• _Exercise_
Write out all of the lines below again, requests included, but scale every polygon vertex coordinate in the answers by 0.5 and round each result to a whole number, with halves rounded up. Leave the coordinates in the requests and their format samples unchanged, and omit the pictures.
— BEGIN Information given —
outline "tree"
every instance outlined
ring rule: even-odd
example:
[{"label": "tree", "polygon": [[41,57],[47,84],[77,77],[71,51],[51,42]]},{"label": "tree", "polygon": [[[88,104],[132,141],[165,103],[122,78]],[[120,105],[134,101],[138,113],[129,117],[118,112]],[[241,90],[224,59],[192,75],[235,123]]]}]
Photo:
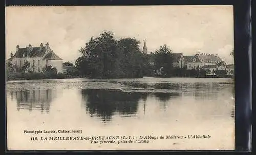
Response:
[{"label": "tree", "polygon": [[51,65],[46,65],[42,68],[44,73],[49,74],[50,75],[57,74],[58,72],[56,68],[53,68]]},{"label": "tree", "polygon": [[171,53],[172,51],[166,45],[160,46],[159,50],[156,50],[155,54],[154,68],[159,70],[163,67],[163,74],[169,75],[173,69],[173,58]]},{"label": "tree", "polygon": [[206,73],[206,75],[209,75],[209,74],[210,74],[211,73],[211,71],[210,70],[210,69],[207,69],[205,70],[205,73]]},{"label": "tree", "polygon": [[234,49],[232,49],[232,50],[231,51],[231,53],[230,53],[230,55],[232,55],[232,56],[234,55]]},{"label": "tree", "polygon": [[151,71],[140,43],[135,38],[116,40],[112,32],[104,31],[81,48],[75,65],[80,74],[93,78],[142,77]]},{"label": "tree", "polygon": [[63,64],[64,64],[65,66],[74,67],[74,64],[69,61],[64,62],[63,63]]},{"label": "tree", "polygon": [[6,70],[8,73],[14,73],[14,67],[12,65],[12,64],[8,61],[6,64]]}]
— END Information given —
• _Correct answer_
outline "tree"
every instance outlined
ring rule: even-odd
example:
[{"label": "tree", "polygon": [[41,57],[47,84],[77,77],[71,51],[51,42]]},{"label": "tree", "polygon": [[[88,104],[132,141],[165,103],[122,78]],[[120,105],[134,101],[138,113],[129,117],[118,112]],[[241,90],[224,59],[192,75],[235,123]]]}]
Photo:
Response:
[{"label": "tree", "polygon": [[26,33],[23,33],[21,34],[22,37],[25,37],[25,38],[29,37],[29,36],[28,34],[27,34]]},{"label": "tree", "polygon": [[86,27],[86,26],[83,23],[80,23],[80,25],[78,25],[78,27],[77,34],[80,35],[82,34],[82,37],[85,38],[87,35],[87,29]]},{"label": "tree", "polygon": [[103,37],[103,38],[105,38],[105,37],[105,37],[106,37],[106,36],[105,35],[105,35],[104,35],[103,35],[103,37]]},{"label": "tree", "polygon": [[117,25],[116,25],[116,25],[116,26],[116,27],[115,27],[115,28],[116,28],[116,28],[117,28]]},{"label": "tree", "polygon": [[76,36],[70,22],[68,19],[58,20],[56,16],[52,16],[41,24],[38,33],[40,37],[47,39],[71,39]]},{"label": "tree", "polygon": [[32,32],[32,32],[33,33],[37,34],[37,32],[35,31],[32,31],[32,32]]},{"label": "tree", "polygon": [[3,35],[4,37],[7,37],[7,34],[6,33],[6,32],[4,31],[3,32]]}]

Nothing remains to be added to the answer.